Task to complete >> Return the lines beginning at the one that contains "Query: gray t-shirt" and continuing to the end of the entries, including both ends, exactly as written and nothing else.

Records for processing >>
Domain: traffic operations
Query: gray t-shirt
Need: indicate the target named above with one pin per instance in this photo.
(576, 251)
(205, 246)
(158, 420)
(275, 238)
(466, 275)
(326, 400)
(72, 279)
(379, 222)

Response to the exercise >>
Query: gray t-shirt
Need: indicate the target named above with one pin per instance in this photo.
(576, 251)
(205, 246)
(158, 420)
(275, 238)
(466, 275)
(326, 400)
(72, 279)
(379, 222)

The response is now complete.